Task list:
[A] Sum up the piece on verbal abuse in marriage in two sentences.
[B] Carry on writing the piece on verbal abuse in marriage from the point where it stops.

Document extract:
--------------------------------
I have seen a few of this woman's videos and I'm struck by her honest look at the verbal abuse in her marriage. If you are wondering about your own marriage this video might strike a chord. She's unrehearsed and truly looking to understand. There is nothing like an honest testimony.
At the end of my long marriage of 33 years, I found and read books by the same author that this woman discovered, Patricia Evans. One day I googled "husband gives cold shoulder", as it was the only way I could think to describe my experience, and Patricia's books appeared at the top of the page. I was on the receiving end of Withholding for many years. Withholding sex and withholding acknowledgement as a means to attempt to control me. Many times my partner left the house or arrived back home without so much as a simple "hello". Naturally in public settings he would charm others with his praise of me. He made a calculated choice to bully (abuse) me in private or sometimes in public in front of strangers, like in an airport. I'm certain that if you asked him he would accuse me of this behavior. That's called Projection.
--------------------------------
Data block:
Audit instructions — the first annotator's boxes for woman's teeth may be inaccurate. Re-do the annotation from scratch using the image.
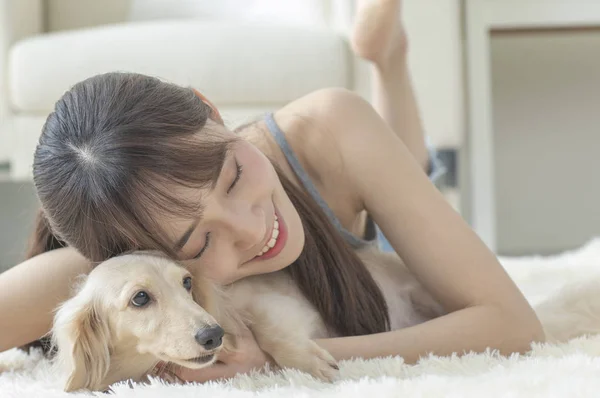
[258,216,279,256]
--------------------------------
List of answers:
[A] The writer recommends a woman's unrehearsed videos about the verbal abuse in her marriage, saying they may strike a chord with anyone wondering about their own marriage. At the end of a 33-year marriage, the writer found Patricia Evans's books by searching "husband gives cold shoulder," then describes years of withheld sex and acknowledgement used as control, a husband who praised the writer in public but bullied the writer in private and sometimes before strangers, and his likely accusation that the writer behaved this way, which the writer calls projection.

[B]
I was, of course, criticized and ridiculed for reading these books and for searching out therapies and workshops to help me (and us). Abusers (bullies) rely heavily on control techniques with names like Deflection, Projection, Blame, and Withholding. They count on their partners to stay in Denial and to be Confused.
There is nothing like an honest testimony to open the floodgates of understanding. There is language to describe verbal and emotional abuse. Patricia Evans' books do a good job of giving partners of abusers the language necessarily to understand that their marriages are NOT normal.